◆ Supplied text:
——

An example of a time APL like notation has helped me to understand an algorithm is Kadane's algorithm for a maximum subarray sum. There are probably hundreds of articles and videos out there explaining it, suggesting that it's probably something quite a few people find unintuitive.

However, in k, an APL descendant, the entire algorithm is expressible as |/0(0|+)\

To anyone who knows APL/k this is instantly readable and intuitive. This was the first thing that really made it 'click' for me.

Ok, APL hasn't been widely adopted and there are definitely some downsides and problems with it, but it's still useful and definitely not write-only.


> However, in k, an APL descendant, the entire algorithm is expressible as |/0(0|+)\

The conclusion notwithstanding, an ability to concisely express the algorithm doesn't relate to an ability to actually understand it. Personally I found Kadane's algorithm intuitive as is and the concept of partial sum seems more important for the intuitive understanding of the algorithm. Array languages are surely benefited from built-in partial sum, but that'd be arguably same for any other language with readily accessible partial sum.


> an ability to concisely express the algorithm doesn't relate to an ability to actually understand it.

Exactly! Computationally, Kahane's algorithm is only a few simple steps. It's easy to write the steps down in a few lines of any language, and equally easy to understand what the individual steps are doing. The hard part about it isn't that it's too long and needs to be compressed into 8 symbols to be understood. The hard part is understanding why it is correct.


Maybe conciseness isn't the only thing that determines understandability, but it's definitely highly related. (A 1 page proof is generally easier to read than a 100 page proof, no?)

Kadane's algorithm was a simple example, and sure, it's not hard to understand in any language. My point was that the K version for me is the clearest and most obvious I've seen, and that understanding why it's correct is much easier starting from that than from the equivalent in say, Python or C++.


> Maybe conciseness isn't the only thing that determines understandability, but it's definitely highly related

Making something short is different from making it concise. The Python version is perfectly concise. There are no distractions or boilerplate. Making it shorter doesn't make it more concise beyond that point.

> My point was that the K version for me is the clearest and most obvious I've seen, and that understanding why it's correct is much easier starting from that than from the equivalent in say, Python or C++.

——

◆ Problem to work on: In the thread about Kadane's algorithm, what does one reply say is the hard part of it?

◆ Data excerpts:
——

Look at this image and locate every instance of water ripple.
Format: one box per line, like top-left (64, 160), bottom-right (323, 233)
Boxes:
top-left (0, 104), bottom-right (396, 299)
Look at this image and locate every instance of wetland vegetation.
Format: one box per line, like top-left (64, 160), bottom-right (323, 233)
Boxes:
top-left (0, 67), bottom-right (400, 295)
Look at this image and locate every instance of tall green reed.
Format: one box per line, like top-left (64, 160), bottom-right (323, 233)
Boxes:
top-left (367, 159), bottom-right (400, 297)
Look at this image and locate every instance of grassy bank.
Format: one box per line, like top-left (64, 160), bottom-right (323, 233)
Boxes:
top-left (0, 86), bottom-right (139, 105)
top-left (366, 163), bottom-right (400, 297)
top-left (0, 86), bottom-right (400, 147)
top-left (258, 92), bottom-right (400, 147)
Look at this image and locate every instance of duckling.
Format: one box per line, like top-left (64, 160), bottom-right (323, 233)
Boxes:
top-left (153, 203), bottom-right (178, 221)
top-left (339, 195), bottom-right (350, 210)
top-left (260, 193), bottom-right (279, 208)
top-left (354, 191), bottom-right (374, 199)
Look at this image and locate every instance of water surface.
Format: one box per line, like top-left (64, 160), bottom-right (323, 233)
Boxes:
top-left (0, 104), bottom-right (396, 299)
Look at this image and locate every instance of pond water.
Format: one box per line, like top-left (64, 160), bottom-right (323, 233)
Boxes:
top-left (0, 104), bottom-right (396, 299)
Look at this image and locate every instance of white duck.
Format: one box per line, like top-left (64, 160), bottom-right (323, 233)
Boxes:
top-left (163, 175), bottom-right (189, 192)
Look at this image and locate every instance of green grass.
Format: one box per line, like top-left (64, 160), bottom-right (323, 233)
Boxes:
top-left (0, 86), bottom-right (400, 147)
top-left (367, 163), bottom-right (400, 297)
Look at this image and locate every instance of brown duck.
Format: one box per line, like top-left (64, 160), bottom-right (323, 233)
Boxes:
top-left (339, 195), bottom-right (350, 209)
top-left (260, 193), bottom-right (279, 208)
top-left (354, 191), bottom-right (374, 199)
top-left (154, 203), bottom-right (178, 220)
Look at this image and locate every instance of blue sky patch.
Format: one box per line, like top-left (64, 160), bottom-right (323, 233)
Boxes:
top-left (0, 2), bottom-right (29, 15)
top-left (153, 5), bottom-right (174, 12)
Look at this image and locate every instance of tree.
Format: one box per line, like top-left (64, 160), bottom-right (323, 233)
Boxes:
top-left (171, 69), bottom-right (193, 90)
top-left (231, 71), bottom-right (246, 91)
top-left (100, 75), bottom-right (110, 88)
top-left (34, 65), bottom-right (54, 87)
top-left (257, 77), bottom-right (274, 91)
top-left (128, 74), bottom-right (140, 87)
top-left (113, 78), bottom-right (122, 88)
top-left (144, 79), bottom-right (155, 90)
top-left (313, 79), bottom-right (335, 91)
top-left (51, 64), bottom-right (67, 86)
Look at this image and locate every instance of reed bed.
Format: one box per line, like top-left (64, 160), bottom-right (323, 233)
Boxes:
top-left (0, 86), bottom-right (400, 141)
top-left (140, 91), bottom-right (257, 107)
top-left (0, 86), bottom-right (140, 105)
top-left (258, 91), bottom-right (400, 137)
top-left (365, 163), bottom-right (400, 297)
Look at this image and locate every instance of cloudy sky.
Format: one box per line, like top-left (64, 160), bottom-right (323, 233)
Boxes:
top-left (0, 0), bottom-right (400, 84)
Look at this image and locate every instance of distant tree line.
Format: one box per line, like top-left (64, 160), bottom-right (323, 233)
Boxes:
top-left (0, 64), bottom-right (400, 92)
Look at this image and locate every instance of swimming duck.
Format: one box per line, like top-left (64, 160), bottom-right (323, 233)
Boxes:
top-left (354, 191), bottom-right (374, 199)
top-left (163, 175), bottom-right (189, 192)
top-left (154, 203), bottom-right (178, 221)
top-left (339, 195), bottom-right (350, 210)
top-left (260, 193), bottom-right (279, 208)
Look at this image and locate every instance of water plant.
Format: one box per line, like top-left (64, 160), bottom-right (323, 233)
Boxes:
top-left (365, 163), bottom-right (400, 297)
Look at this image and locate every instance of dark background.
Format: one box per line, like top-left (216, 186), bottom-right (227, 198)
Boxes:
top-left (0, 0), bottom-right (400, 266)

——

◆ Exercise answer: Understanding why it is correct.